> Aim of the exercise: Only the lines that contain the string "athlete" belong in the answer; pull them from the records.

- - - - -

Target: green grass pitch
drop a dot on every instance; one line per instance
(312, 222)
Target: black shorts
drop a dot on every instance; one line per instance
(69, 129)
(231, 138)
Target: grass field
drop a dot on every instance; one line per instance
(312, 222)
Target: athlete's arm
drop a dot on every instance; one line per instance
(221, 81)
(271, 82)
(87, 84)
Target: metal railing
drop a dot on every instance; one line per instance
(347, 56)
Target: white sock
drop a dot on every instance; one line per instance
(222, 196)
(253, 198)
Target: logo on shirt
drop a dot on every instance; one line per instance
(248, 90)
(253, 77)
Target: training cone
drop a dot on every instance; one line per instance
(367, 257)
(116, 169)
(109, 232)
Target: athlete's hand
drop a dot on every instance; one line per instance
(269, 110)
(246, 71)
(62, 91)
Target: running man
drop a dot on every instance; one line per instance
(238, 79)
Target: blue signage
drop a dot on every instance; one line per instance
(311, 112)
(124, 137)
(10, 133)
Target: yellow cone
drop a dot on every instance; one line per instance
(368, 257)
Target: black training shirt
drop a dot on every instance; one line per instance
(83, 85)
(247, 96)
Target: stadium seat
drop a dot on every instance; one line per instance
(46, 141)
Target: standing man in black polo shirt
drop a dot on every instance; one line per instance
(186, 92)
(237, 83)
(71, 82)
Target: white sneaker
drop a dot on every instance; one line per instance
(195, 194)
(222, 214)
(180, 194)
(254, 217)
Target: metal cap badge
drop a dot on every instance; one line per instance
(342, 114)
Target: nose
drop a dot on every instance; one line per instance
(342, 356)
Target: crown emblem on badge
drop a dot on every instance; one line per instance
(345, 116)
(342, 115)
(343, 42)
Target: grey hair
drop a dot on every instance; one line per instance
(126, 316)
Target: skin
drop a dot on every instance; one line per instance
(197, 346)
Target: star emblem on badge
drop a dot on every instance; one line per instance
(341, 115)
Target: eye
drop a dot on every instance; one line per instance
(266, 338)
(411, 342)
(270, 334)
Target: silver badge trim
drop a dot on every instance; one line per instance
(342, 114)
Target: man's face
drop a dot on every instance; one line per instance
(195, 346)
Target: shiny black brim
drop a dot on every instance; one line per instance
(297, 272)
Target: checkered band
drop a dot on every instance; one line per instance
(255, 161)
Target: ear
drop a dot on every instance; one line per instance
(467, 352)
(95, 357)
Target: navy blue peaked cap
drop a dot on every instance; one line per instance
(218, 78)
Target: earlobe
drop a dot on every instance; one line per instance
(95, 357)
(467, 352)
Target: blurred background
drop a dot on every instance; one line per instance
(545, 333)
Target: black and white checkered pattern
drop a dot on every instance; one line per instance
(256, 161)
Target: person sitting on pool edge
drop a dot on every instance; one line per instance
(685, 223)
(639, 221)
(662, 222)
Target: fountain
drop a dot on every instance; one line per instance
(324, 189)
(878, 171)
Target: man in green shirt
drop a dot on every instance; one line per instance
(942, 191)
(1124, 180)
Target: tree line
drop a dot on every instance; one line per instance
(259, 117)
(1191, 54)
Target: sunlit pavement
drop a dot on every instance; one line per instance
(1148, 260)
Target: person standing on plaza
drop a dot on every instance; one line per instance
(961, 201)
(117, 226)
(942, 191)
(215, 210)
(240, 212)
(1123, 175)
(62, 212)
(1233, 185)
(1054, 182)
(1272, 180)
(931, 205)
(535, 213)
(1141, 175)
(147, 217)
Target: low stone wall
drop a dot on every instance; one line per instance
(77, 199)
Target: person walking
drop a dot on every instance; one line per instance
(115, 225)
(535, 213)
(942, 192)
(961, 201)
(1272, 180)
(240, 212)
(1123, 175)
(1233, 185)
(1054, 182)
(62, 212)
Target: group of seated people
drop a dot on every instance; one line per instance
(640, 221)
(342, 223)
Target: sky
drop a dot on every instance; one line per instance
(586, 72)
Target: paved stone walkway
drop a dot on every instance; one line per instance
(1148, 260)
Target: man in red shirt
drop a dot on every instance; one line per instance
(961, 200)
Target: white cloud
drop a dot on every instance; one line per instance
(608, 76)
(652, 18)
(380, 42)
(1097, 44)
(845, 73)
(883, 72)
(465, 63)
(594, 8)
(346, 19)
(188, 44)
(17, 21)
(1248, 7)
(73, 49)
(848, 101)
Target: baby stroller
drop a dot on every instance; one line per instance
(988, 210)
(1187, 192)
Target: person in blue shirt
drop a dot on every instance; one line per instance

- - - - -

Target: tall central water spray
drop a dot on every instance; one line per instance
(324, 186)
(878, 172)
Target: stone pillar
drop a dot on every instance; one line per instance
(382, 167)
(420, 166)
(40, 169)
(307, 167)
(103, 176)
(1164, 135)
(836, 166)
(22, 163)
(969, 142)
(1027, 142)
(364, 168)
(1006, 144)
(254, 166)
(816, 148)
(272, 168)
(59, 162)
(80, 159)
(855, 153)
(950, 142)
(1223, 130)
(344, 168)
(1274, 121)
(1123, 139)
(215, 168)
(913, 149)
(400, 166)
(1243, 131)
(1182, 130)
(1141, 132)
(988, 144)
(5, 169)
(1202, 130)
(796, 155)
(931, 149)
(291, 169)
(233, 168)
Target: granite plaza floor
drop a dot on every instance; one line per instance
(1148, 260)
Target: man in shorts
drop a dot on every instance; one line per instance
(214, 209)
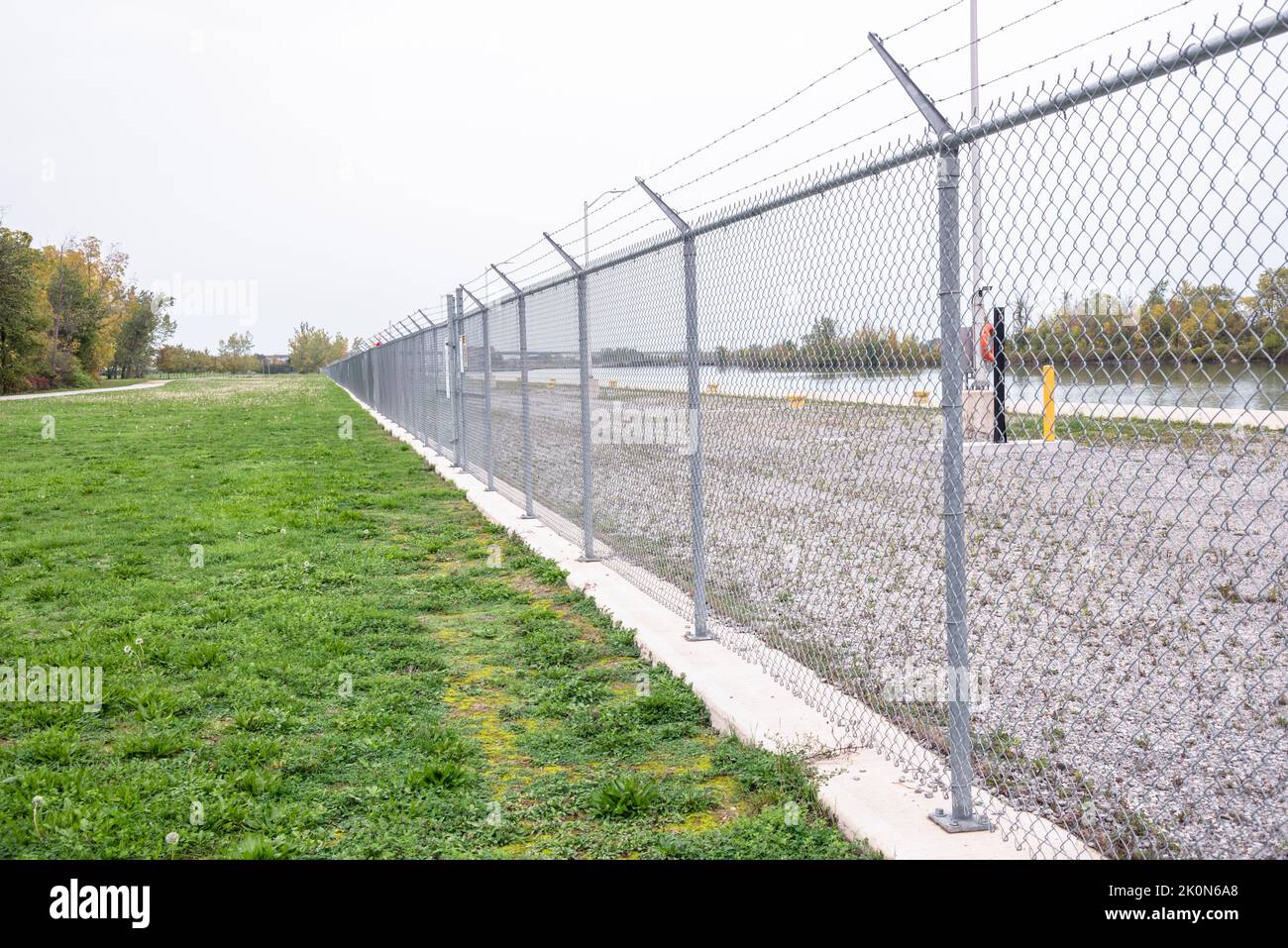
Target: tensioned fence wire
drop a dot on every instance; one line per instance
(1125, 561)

- - - - -

> Exercise solution:
Target: athlete's arm
Target: athlete's hand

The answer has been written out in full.